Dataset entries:
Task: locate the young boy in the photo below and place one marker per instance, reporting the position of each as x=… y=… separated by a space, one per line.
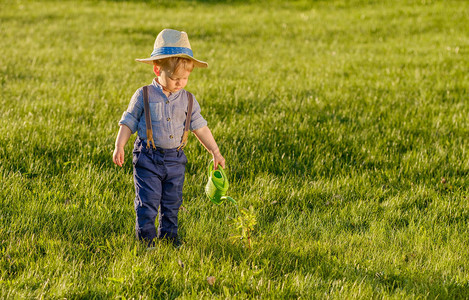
x=159 y=171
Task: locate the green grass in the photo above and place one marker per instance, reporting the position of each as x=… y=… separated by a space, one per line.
x=343 y=123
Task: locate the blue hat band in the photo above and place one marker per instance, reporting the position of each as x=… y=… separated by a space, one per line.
x=171 y=50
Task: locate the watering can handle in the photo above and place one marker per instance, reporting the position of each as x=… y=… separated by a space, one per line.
x=210 y=168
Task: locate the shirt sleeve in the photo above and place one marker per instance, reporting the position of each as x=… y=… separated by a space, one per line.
x=197 y=121
x=131 y=116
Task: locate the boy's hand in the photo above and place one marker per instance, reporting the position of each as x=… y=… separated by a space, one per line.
x=118 y=156
x=218 y=160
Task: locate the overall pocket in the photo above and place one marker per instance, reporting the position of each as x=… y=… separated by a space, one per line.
x=156 y=111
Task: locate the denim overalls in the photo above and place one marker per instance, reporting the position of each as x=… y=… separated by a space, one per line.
x=158 y=178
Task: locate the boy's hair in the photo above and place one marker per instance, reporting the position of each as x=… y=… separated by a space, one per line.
x=174 y=64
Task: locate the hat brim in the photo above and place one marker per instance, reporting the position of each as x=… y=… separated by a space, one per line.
x=197 y=63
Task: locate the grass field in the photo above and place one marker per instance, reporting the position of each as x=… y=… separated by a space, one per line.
x=344 y=125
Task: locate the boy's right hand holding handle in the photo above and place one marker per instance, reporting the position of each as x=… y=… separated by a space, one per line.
x=122 y=138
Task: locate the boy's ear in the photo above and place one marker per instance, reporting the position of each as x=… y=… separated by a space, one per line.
x=156 y=70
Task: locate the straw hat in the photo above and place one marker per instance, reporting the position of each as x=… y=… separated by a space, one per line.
x=172 y=43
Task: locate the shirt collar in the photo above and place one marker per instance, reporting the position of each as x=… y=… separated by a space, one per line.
x=160 y=88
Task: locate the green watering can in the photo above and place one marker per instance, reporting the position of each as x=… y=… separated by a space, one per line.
x=217 y=185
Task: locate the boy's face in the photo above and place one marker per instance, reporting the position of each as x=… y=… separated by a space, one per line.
x=173 y=82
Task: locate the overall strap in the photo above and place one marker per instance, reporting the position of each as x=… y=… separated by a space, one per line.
x=188 y=122
x=146 y=107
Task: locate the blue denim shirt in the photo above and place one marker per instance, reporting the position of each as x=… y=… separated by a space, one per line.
x=168 y=115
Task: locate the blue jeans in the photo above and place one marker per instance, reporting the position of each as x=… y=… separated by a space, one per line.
x=158 y=178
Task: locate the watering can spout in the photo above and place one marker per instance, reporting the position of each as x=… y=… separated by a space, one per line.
x=217 y=185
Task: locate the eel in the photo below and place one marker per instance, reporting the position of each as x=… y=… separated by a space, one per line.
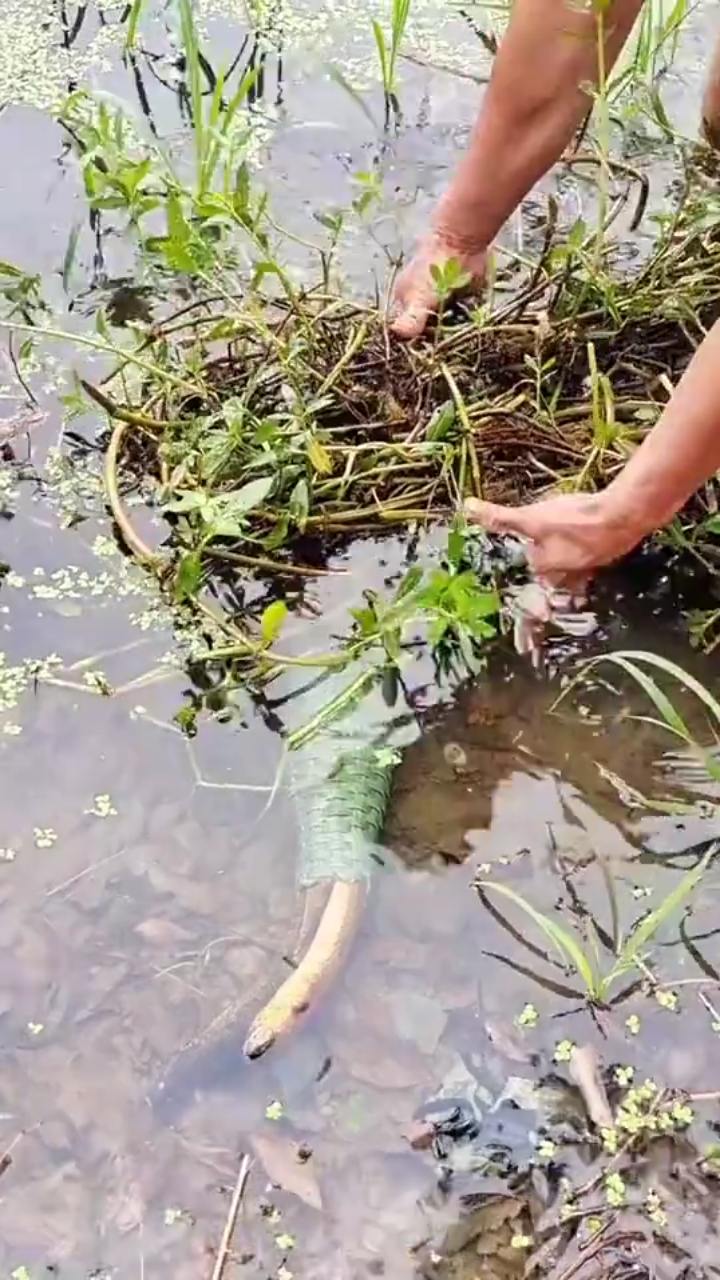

- [Requirement]: Could each line of the data be written out exactly, with no pictures included?

- [Result of this exercise]:
Task: locate the young boy in the photo below and place one marker per instance, reporting the position of each as x=… y=… separated by a space, one per line.
x=159 y=171
Task: locate the green grass in the photo above and place one marker per instance, reporting the position of each as x=… y=… separated by a space, one per line.
x=343 y=123
Task: locate the blue hat band in the photo above and place one marker per instance, reporting the position of each as x=… y=… separated by a space, one per line.
x=171 y=50
Task: locate the watering can handle in the photo above and place one marker per instance, reporting the position of each as x=… y=… separated by a space, one per line.
x=210 y=168
Task: locate the shirt sleeve in the photo above and place one marker per instance, reporting the position of each as x=… y=… separated by a space, one per line.
x=197 y=121
x=131 y=116
Task: locate the boy's hand in the photo above and place one marker per instance, reporting the position of each as x=… y=… separated by a space, one per line.
x=118 y=156
x=218 y=160
Task: locate the overall pocket in the photo above and place one marker per instance, reporting the position of each as x=… y=… separated by a space, one per line.
x=156 y=111
Task: locate the denim overalls in the photo above and place one marker per instance, reporting the position of each as x=… y=… separated by a space, one per line.
x=158 y=178
Task: locate the boy's hair in the photo above and place one marker per instance, reporting the position of each as x=… y=… separated by a space, one per line.
x=174 y=64
Task: locate the hat brim in the photo above and place one marker per instance, reporting the position of each as x=… y=… separated by a space, one per line.
x=197 y=63
Task: locate the grass field in the photo above and place one marker per instance, reporting the position of each as x=… y=… separated by a space, one per line.
x=344 y=125
Task: locate the boy's right hand holding handle in the photo above and place one marker per instance, reporting the position of each as x=… y=… separated by a space, one per line.
x=122 y=138
Task: locate the boy's ear in the photo above and place one marker per instance, reporting the position of each as x=… y=… separated by a space, one per line.
x=156 y=70
Task: locate the straw hat in the photo above and place one marker per instance, reporting the position of each as x=… y=… separated by a space, one per line.
x=172 y=43
Task: locate the shirt collar in the photo above and place one marker per instance, reporting the position of each as x=… y=… separated by a space, one per line.
x=160 y=88
Task: locate the green watering can in the photo above and place one marker per instance, reporting the position of each as x=… y=… separated by a space, one per line.
x=217 y=185
Task: locate the boy's face in the photo above and place one marker per instance, reporting the position of each as x=… y=… separated by a space, one per line.
x=173 y=82
Task: locate the overall strap in the photo above and place one marker per instance, reporting the position of each as x=… y=… separated by a space, one per line.
x=188 y=122
x=146 y=107
Task: locate the blue denim shirt in the photo above and place one marker per instance, reporting the position of each as x=… y=… separated by a space, one per line.
x=168 y=115
Task: locate the blue jeans in the photo above and place one marker per instance, reporting the position of each as x=… y=… separated by a space, one per line.
x=158 y=178
Task: locate the watering can spout in the photo above and place one marker per instance, reporting the position of each as x=… y=… separated by a space, one per line.
x=217 y=185
Task: locate the eel in the photo below and place one marker per instance, reporting the position of each as x=… y=… separated by a space, one per line.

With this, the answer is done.